Ausgewählter Auszug:
# diablo 2 problem !



## dosacole (5. August 2008)

ja hab mir heute Diablo lod mal wieder gekauft weil meins kaput war ja installiert woltle direkt spielen ja jetzt kommt immer die meldung das ich das spiel mit mindestens 800x600 nur spielen kann
meine desktop einstellung is ja aber eh höher is bei 1152x864
habs auch shcon auf 800x600 umgestellt funktioniert auch nicht könnt ihr mir helfen ?

danke schonmal


----------



## Qwalle (5. August 2008)

dosacole schrieb:


> ja hab mir heute Diablo lod mal wieder gekauft weil meins kaput war ja installiert woltle direkt spielen ja jetzt kommt immer die meldung das ich das spiel mit mindestens 800x600 nur spielen kann
> meine desktop einstellung is ja aber eh höher is bei 1152x864
> habs auch shcon auf 800x600 umgestellt funktioniert auch nicht könnt ihr mir helfen ?
> 
> danke schonmal




versuch's mal im fenster zu starten
bei eigenschaften der verknüpfung bei ziel ein "-w" hinter setzen.

btw: desktopeinstellung hat nix mit nem spiel zu tun 


			Dieser Inhalt steht nur eingeloggten Mitgliedern zur Verfügung.
        



spiele d2lod auch auf 800*600 und hab ne 1152er auflösung auf meinem desktop.


hoffe das man dein problem so simpel beheben kann.

gruß
fons


----------



## dosacole (5. August 2008)

das mit dem -w hinten dran klappt nicht so ganz ^^
hab en paar sachen probiert mit den "  usw aber klappt nichts kommt immer fehlermeldung 

könntest mal nen screen machen wie genau das gehen soll ?

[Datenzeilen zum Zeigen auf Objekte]
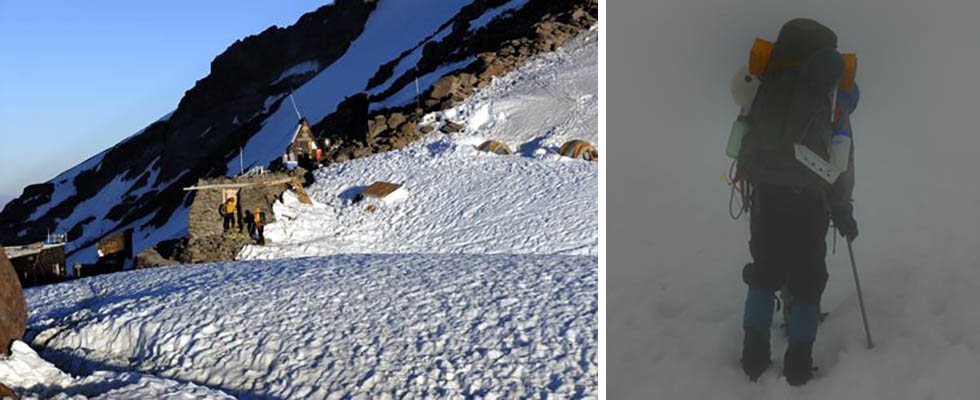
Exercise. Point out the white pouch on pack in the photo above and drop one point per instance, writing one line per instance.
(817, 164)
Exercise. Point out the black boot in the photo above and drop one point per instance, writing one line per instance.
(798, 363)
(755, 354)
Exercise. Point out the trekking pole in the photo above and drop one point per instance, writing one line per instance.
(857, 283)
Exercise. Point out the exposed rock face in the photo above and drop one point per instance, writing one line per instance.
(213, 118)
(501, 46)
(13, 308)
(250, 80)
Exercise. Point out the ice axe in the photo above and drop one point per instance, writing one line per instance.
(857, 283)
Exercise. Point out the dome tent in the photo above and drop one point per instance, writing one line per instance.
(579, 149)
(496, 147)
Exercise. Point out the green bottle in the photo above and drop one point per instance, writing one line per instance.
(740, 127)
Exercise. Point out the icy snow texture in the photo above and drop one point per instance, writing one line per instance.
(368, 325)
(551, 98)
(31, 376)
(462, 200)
...
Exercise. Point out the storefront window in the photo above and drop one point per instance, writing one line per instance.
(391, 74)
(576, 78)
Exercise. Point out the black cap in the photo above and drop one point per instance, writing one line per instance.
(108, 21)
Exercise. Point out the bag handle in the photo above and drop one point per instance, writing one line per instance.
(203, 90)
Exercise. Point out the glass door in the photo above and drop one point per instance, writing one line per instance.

Aufgabenteile:
1. Gib den Absatz im Thread über das Diablo-2-Problem, der mit „ja hab mir heute Diablo lod“ beginnt, knapp in Stichpunkten wieder und behalte dabei seine wesentlichen Angaben bei.
2. Setze den Thread über das Diablo-2-Problem nach dem letzten gezeigten Beitrag fort.
Die Zeilen spielen für die Bearbeitung keine Rolle.

Lösungen:
1.
- Diablo LoD wurde erneut gekauft, weil das alte Exemplar kaputt war, und anschließend installiert.
- Beim Versuch zu spielen erscheint stets die Meldung, das Spiel laufe nur mit mindestens 800x600.
- Die Desktop-Auflösung ist mit 1152x864 ohnehin höher.
- Auch eine Umstellung auf 800x600 funktioniert nicht; es wird um Hilfe gebeten.

2.
----------



## Qwalle (5. August 2008)

"E:\Programme\Diablo II\Diablo II.exe" -w


so muss das dann da stehen z.b.


----------



## -bloodberry- (6. August 2008)

Klingt, als wäre dein Grafikkarten-Treiber nicht korrent installiert oder als hättest du den D2-Video-Test nicht gemacht.


----------



## Iodun (7. August 2008)

aufgrund dessen das diablo 2 schon kurz nach dem 2. weltkrieg kam mags sein das dieses game einfach nicht auif vista rennt (64 bit) ich hab das problem mit ner menge alter games die ich liebe. 


			Dieser Inhalt steht nur eingeloggten Mitgliedern zur Verfügung.


----------



## Xaregoth (7. August 2008)

D2 + LOD läuft mit richtigen Treibern sowohl auf der 32 als auch auf der 64 BIT Version von Vista


----------



## chrispeaces (7. August 2008)

Jap auf Vista läuft alles fein.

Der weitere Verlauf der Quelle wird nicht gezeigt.